==== Data to use

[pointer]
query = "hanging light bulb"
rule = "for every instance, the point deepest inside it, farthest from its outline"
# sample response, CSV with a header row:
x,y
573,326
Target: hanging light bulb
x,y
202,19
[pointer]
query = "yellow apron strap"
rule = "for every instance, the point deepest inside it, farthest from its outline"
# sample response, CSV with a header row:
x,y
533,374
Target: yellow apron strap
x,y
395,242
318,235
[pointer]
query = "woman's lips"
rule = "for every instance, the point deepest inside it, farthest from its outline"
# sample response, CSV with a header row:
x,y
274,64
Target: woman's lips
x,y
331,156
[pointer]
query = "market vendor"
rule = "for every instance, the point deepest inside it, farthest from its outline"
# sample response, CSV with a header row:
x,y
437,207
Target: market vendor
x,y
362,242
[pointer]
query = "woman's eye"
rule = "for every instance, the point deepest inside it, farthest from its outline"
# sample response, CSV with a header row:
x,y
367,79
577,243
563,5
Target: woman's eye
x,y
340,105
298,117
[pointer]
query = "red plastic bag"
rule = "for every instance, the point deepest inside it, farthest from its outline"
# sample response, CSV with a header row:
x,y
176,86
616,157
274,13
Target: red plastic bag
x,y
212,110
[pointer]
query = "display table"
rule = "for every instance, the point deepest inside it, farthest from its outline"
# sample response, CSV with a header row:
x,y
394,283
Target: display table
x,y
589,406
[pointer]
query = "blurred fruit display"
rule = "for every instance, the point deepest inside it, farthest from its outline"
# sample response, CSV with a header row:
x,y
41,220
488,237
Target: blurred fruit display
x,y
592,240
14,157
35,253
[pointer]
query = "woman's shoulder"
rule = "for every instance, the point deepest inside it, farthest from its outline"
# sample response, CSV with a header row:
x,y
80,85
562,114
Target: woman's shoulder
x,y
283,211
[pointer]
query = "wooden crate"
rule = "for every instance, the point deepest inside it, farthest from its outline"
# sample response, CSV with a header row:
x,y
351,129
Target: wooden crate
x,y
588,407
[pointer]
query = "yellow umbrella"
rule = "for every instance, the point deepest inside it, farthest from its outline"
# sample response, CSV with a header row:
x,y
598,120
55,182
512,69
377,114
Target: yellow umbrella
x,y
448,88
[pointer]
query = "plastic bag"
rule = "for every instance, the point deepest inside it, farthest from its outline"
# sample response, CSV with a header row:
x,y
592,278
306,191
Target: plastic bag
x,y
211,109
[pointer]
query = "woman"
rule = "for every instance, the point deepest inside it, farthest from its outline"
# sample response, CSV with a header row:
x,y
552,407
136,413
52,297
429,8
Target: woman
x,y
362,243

========

## Exercise objective
Each line of the material above must be reproduced exactly.

## Solution to this task
[pointer]
query = "hanging light bulb"
rule = "for every instance, the point deepest inside it, farthest from its outline"
# sample response, CSV with a header row:
x,y
573,326
Target: hanging light bulb
x,y
202,19
[pointer]
query = "yellow apron strap"
rule = "for every instance, the point deepest inside it, farthest from its outline"
# sample response, CSV with a header row:
x,y
533,374
Target: yellow apron strap
x,y
395,242
318,235
[pointer]
query = "woman's lips"
rule = "for every instance, the point deepest inside it, farthest from its outline"
# sample response, CSV with a header row:
x,y
274,64
Target: woman's lips
x,y
331,156
[pointer]
query = "market vendor"
rule = "for every instance, the point deepest inside it, farthest from its outline"
# sample response, CSV with a header row:
x,y
437,207
Target: market vendor
x,y
362,242
[pointer]
query = "woman's eye"
rule = "for every instance, the point deepest inside it, farthest from its outline"
# sample response, CSV with a header row:
x,y
367,79
577,243
563,5
Target: woman's eye
x,y
340,105
298,117
[pointer]
query = "red plastic bag"
rule = "for every instance, the point deepest inside it, farthest from its outline"
# sample response, CSV with a header row:
x,y
176,86
616,157
274,13
Target: red plastic bag
x,y
212,110
[pointer]
query = "display table"
rule = "for every instance, the point deepest inside it, farthest from its outline"
# sample response, CSV with a header row:
x,y
394,283
Target: display table
x,y
589,406
[pointer]
query = "blurred fruit display"
rule = "for every instance, the point deepest inside it, farthest from its outline"
# sample response, CSV with a header row:
x,y
41,220
488,237
Target: blurred fruit display
x,y
592,240
14,157
35,253
[pointer]
query = "woman's shoulder"
rule = "for every instance, the point deepest inside it, farthest from its outline"
# sample response, CSV with a header row:
x,y
80,85
562,114
Target: woman's shoulder
x,y
283,211
[pointer]
query = "wooden crate"
rule = "for every instance, the point deepest inside it, farthest from its outline"
# sample response, CSV with a header row:
x,y
351,129
Target: wooden crate
x,y
588,407
[pointer]
query = "yellow umbrella"
rule = "for every instance, the point deepest inside it, farthest from its outline"
# sample response, CSV with a header row:
x,y
598,120
55,182
512,69
377,114
Target: yellow umbrella
x,y
448,88
[pointer]
query = "plastic bag"
rule = "for every instance, the point deepest inside it, farthest from its outline"
# sample response, CSV with a header row:
x,y
592,278
306,191
Target: plastic bag
x,y
211,109
[pointer]
query = "woman"
rule = "for every instance, the point deepest inside it, farthest from its outline"
# sample response, CSV with a header row:
x,y
552,407
136,413
52,297
429,8
Target: woman
x,y
362,243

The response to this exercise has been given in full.